[Data items]
- - -

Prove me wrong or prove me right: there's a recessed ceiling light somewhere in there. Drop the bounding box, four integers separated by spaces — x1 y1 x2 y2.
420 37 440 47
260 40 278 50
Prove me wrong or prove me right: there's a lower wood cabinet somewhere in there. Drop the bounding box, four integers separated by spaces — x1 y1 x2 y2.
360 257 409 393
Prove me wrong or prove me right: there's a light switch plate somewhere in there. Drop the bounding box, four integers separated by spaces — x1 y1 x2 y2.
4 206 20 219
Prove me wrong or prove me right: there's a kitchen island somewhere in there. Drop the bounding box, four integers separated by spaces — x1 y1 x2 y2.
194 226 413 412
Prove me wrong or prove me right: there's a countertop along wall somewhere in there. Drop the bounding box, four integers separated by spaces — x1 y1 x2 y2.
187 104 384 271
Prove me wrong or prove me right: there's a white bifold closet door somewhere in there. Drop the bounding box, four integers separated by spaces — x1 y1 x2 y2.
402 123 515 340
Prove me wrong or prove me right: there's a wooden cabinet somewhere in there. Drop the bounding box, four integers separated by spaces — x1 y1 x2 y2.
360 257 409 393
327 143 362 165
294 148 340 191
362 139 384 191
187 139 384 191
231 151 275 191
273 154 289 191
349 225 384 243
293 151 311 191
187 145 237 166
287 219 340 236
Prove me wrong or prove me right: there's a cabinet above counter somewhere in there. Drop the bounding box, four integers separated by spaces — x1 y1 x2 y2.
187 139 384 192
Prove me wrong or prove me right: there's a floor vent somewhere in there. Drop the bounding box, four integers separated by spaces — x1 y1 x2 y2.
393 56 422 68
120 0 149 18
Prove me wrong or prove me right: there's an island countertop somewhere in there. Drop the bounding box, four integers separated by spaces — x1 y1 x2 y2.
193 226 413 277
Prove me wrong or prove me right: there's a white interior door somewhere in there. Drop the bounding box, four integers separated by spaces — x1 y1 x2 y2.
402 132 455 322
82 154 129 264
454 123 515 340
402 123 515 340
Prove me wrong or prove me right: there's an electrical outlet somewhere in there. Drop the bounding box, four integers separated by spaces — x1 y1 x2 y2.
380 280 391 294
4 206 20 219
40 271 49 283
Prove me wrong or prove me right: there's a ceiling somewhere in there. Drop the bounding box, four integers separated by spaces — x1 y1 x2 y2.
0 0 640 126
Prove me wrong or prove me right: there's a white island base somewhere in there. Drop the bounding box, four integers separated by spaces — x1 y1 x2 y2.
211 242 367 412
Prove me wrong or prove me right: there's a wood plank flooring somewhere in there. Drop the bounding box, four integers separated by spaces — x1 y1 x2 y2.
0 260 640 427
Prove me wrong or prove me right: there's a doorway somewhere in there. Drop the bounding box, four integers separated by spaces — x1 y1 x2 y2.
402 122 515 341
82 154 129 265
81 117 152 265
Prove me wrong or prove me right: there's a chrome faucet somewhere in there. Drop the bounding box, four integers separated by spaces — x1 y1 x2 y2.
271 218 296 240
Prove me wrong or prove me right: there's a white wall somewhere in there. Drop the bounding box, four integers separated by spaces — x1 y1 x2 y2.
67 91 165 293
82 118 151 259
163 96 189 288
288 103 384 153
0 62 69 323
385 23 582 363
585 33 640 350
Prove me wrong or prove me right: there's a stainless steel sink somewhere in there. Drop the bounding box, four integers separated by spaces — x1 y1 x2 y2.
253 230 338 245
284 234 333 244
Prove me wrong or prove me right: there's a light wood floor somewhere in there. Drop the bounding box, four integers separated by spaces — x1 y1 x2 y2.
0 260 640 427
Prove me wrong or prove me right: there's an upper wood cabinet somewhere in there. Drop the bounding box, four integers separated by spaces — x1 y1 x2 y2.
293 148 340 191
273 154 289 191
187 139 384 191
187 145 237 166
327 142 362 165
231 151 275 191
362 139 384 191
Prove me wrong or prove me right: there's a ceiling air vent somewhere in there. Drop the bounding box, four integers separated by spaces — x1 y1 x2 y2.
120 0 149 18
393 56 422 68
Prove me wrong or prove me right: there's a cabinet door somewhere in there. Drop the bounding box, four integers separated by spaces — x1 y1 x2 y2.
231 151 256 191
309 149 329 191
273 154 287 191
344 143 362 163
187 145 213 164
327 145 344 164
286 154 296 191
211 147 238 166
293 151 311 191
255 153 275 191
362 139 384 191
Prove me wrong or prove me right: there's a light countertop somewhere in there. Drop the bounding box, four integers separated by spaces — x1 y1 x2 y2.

- - -

### Exercise objective
Write out the listing once more, matching it exactly.

### Task response
Prove me wrong or prove me right: there's a recessed ceiling light somewhere in there. Drop the bounding box, four integers separated by spaces — x1 y1 x2 y2.
420 37 440 47
260 40 278 50
Prove me wrong or prove me right: there's a lower wood cabinet somewhere in there. Drop the bounding box, four integers separated by spaces — x1 y1 x2 y2.
360 257 409 393
Prove me wrong or prove me right: there's a light switch plate somewhere in there. Drop the bounding box, four integers separated by spaces — x1 y1 x2 y2.
4 206 20 219
Prove me wrong or prove me right: there's a kitchen island somewhere in there. Drop the bounding box, four integers separated by spaces — x1 y1 x2 y2.
194 226 413 412
Prove me wrong or prove me right: there's a countertop along wall somewhere in there. Drop the bounding box, four integers separated by spaces — x1 y1 x2 y2.
187 104 384 271
Prove me wrong or prove me right: there's a white bifold closet door somewhere in there. Drop the bounding box, four integers separated by spaces — x1 y1 x2 y2.
402 123 515 340
Prove me wrong or prove me right: there's a wooden cabinet somewhere in there. Drop the bounding box, four integers separated by spaces — x1 y1 x2 y2.
360 257 409 393
327 143 362 165
294 148 340 191
362 139 384 191
187 139 384 191
231 151 275 191
273 154 289 191
349 225 384 243
293 151 311 191
187 145 237 166
287 219 340 236
Prove me wrong or prove me right: there's a cabinet above counter somewhere in there. Drop the bounding box, four integers separated by spaces — x1 y1 x2 y2.
187 139 384 192
Prove me wrong or prove me right: there's a floor vent somewhere in there. Drop the bounding box, four integers separated by spaces — x1 y1 x2 y2.
393 56 422 68
120 0 149 18
Prove me wrong or prove me right: there's an island countertop somewhere in there. Drop the bounding box, four integers separated by spaces — x1 y1 x2 y2.
193 226 413 277
Prove me wrong or prove me right: there's a white interior door somewhere in there. Drop the bounding box, four integers separated by spaces — x1 y1 x2 y2.
402 132 455 322
82 154 129 264
454 123 515 340
402 123 515 340
Prove me wrong or prove me right: there's an electrical outlet somewhere in there. Drop the bounding box, four integers separated by spaces — x1 y1 x2 y2.
380 280 391 294
4 206 20 219
40 271 49 283
Prove me wrong or prove me right: there's a ceiling somewhere in there. Drop the bounding box, four integers separated by spaces — x1 y1 x2 y2.
0 0 640 126
Prove me wrong or prove me right: there's a white island base somewhere in there. Drop the bounding box, four integers separated by spaces — x1 y1 x2 y2.
211 242 367 412
Prove me wrong or prove me right: there's a wood plank flooring somewhere in there. Drop the bounding box, four integers separated by spaces — x1 y1 x2 y2.
0 260 640 427
Prove me wrong or prove me right: there's a doorway somewhere in there. Drop the bounding box, four integers separated by spaces — x1 y1 x2 y2.
402 122 515 341
82 154 129 265
81 117 152 265
Prove me wrong or prove me right: there's a chrome faucet somewhere in there. Drop the bounding box, four integers separated by spaces — x1 y1 x2 y2.
271 218 296 240
Prove me wrong or prove me right: there's a white wall somewhere in there. Drop the bounding box, four integers separated by spaces — x1 y1 x2 y2.
67 91 165 293
82 118 151 259
163 96 189 288
288 103 384 153
0 62 69 323
385 23 582 363
585 33 640 350
Prove me wrong or prove me right: there's a stainless steel sink somewhere in there. Drop the bounding box, four integers separated by spaces — x1 y1 x2 y2.
253 230 338 245
284 234 333 244
Prove me wrong or prove me right: there's a light wood floor somewhere in there. Drop the bounding box, four integers separated by spaces — x1 y1 x2 y2.
0 260 640 427
Prove me wrong or prove me right: there's an upper wood cabinet somewhere in there. Drop the bounding box, four integers separated by spaces — x1 y1 x2 y2.
293 148 340 191
273 154 289 191
187 139 384 191
187 145 237 166
327 142 362 165
231 151 275 191
362 139 384 191
Prove me wrong or prove me right: there's a ceiling air vent somewhere in there. Drop the bounding box, four integers separated by spaces — x1 y1 x2 y2.
120 0 149 18
393 56 422 68
Prove me wrong or prove me right: there's a cabinet door somewhere in there. Drop the bounding box, four integers separated by spaces — x1 y1 x2 y2.
231 151 256 191
309 149 329 191
273 154 287 191
344 143 362 163
187 145 213 164
327 145 344 164
286 154 296 191
211 147 238 166
293 151 311 191
255 153 275 191
362 139 384 191
Prove me wrong or prove me right: there's a light countertop somewhere in there. Drop the bounding box, four integers separated by spaces — x1 y1 x2 y2.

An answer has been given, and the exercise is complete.